WRITTEN INSTRUCTION 1: Extract every line of the rows that contains the string "hand", treating uppercase and lowercase letters as different.

Edison Mucllari 2025 machine learning, graph neural networks, GCN, bipartite graphs, recommender systems

Graph Neural Networks: From Mathematical Foundations to Recommender Systems

Graph Neural Networks

What are Graph Neural Networks?
Graph Neural Networks (GNNs) are a class of deep learning models designed to work with graph-structured data. Unlike traditional neural networks that operate on Euclidean data (images, text), GNNs can capture complex relationships and dependencies in non-Euclidean graph structures. They enable machine learning on networks like social graphs, molecular structures, knowledge graphs, and recommendation systems.

Why Graphs Matter: Beyond Traditional Data Structures

The Limitation of Traditional ML
Traditional machine learning models assume that data points are independent and identically distributed (i.i.d.). However, many real-world datasets exhibit complex relational structures:

Social Networks: Users influence each other's behavior
Molecular Chemistry: Atom interactions determine properties
Recommender Systems: User-item interactions reveal preferences
Knowledge Graphs: Entities are interconnected through relationships

The key insight: Relationships between data points often contain as much information as the data points themselves!

Data Type	Structure	Traditional ML	Graph-based ML	Key Advantage
Images	Grid (2D Euclidean)	CNN	Vision GNN	Captures long-range dependencies
Text	Sequence (1D)	RNN/Transformer	Text GNN	Models syntactic relationships
Social Networks	Graph (Non-Euclidean)	Feature engineering	GNN	Natural representation
Molecules	Graph (Non-Euclidean)	Hand-crafted descriptors	GNN	End-to-end learning

Mathematical Foundations: Graph Theory Essentials

Graph Definition
A graph $G = (V, E)$ consists of:

Vertices (Nodes): $V = \{v_1, v_2, ..., v_n\}$ - the entities
Edges: $E \subseteq V \times V$ - the relationships

Types of Graphs:

Undirected: $(u, v) \in E \Leftrightarrow (v, u) \in E$
Directed: $(u, v) \in E \not\Rightarrow (v, u) \in E$
Weighted: Each edge $(u, v)$ has weight $w(u, v)$

The Adjacency Matrix: Encoding Graph Structure

Adjacency Matrix Definition
For a graph $G = (V, E)$ with $n$ vertices, the adjacency matrix $A \in \mathbb{R}^{n \times n}$ is defined as: $$A_{ij} = \begin{cases} 1 & \text{if } (v_i, v_j) \in E \\ 0 & \text{otherwise} \end{cases}$$
For weighted graphs: $A_{ij} = w(v_i, v_j)$ if edge exists, 0 otherwise.
Properties:

Undirected graphs: $A = A^T$ (symmetric)
Self-loops: $A_{ii} = 1$ if node has self-connection
Sparsity: Most real graphs are sparse ($|E| \ll n^2$)

[Extracted records]
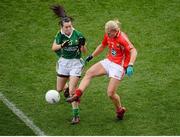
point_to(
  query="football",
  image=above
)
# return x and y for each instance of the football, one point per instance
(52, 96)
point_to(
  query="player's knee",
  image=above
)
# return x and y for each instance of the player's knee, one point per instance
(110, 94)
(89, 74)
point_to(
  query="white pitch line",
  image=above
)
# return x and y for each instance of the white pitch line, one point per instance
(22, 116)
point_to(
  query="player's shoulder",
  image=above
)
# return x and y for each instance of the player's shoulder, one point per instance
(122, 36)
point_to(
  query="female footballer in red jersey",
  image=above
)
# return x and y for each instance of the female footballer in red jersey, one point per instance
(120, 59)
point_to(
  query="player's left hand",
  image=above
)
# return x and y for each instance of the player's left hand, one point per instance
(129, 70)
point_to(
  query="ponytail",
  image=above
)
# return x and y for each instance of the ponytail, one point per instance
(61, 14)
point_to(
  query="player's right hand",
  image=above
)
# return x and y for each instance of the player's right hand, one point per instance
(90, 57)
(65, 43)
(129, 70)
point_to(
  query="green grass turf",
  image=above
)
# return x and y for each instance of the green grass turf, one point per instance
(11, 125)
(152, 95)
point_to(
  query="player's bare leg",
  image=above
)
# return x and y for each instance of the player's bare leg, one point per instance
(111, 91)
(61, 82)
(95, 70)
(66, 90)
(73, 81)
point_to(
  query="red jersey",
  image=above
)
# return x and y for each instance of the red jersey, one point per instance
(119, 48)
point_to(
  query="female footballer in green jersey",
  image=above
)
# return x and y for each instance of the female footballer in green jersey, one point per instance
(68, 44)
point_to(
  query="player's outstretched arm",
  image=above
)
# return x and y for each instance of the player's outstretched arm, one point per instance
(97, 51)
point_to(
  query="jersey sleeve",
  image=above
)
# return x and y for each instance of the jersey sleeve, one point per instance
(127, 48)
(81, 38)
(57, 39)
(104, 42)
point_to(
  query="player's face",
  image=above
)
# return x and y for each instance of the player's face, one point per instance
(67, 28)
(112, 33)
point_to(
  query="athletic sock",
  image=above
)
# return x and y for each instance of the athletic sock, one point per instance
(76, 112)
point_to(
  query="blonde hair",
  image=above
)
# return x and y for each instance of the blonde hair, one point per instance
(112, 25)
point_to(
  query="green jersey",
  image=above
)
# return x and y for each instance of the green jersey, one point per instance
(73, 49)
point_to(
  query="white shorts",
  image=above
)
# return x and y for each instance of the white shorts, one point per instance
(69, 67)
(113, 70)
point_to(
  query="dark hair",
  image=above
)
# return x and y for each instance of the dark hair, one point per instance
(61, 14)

WRITTEN INSTRUCTION 2: Using the passage on graph neural networks, decide whether each statement agrees with it: (a) traditional machine learning models assume that data points are independent and identically distributed; (b) most real graphs are dense; (c) GNNs are the models that operate on Euclidean data such as images and text. Answer yes or no for each, and quote the words of the passage that decide it.

FINISHED ANSWER 1:
  query="player's left hand",
# return x and y for each instance of the player's left hand, one point per instance
  query="player's right hand",
# return x and y for each instance of the player's right hand, one point per instance

FINISHED ANSWER 2:
(a) Yes: "Traditional machine learning models assume that data points are independent and identically distributed (i.i.d.)."
(b) No: "Most real graphs are sparse"
(c) No: "Unlike traditional neural networks that operate on Euclidean data (images, text), GNNs can capture complex relationships and dependencies in non-Euclidean graph structures."